**WHAT YOU WILL DO:**
Below this line is a set of entries; quote exactly the lines from the line that contains "Query: blurred background" to the line that contains "Query: leaf", both lines included.

**Region pointing data:**
-- Opening Marker --
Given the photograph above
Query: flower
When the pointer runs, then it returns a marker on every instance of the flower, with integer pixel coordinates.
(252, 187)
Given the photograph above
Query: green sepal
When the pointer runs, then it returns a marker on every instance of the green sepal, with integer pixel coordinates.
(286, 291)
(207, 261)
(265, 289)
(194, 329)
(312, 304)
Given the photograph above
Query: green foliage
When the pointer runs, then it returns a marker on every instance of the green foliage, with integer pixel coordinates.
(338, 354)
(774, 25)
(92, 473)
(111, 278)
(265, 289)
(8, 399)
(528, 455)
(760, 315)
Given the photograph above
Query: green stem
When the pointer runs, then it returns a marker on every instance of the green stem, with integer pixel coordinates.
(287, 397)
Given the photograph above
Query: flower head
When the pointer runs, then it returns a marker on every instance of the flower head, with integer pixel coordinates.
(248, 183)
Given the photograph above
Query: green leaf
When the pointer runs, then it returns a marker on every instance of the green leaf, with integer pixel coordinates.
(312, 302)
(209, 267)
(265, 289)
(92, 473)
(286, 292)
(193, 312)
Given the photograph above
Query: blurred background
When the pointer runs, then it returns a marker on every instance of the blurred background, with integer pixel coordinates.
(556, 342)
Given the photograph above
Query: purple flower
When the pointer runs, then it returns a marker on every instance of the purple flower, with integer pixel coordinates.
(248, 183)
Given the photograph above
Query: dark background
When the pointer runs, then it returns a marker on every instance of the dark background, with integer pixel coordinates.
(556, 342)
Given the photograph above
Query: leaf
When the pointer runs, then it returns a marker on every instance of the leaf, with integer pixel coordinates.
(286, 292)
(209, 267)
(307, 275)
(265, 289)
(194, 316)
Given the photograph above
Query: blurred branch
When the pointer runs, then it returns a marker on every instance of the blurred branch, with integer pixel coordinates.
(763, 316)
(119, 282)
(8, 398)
-- Closing Marker --
**TASK RESULT:**
Query: blurred background
When the pointer runs, then it returns a marker on every instance of the blurred background, with integer pixel coordinates.
(556, 342)
Given the photograph above
Query: purple flower
When the pointer runs, then it returns a marker on every instance of the purple flower, with integer pixel coordinates.
(248, 183)
Given the photograph above
Query: dark background
When the pointer runs, then it returns a marker on every instance of the dark background, with integer pixel coordinates.
(556, 342)
Given the photograph above
Query: leaf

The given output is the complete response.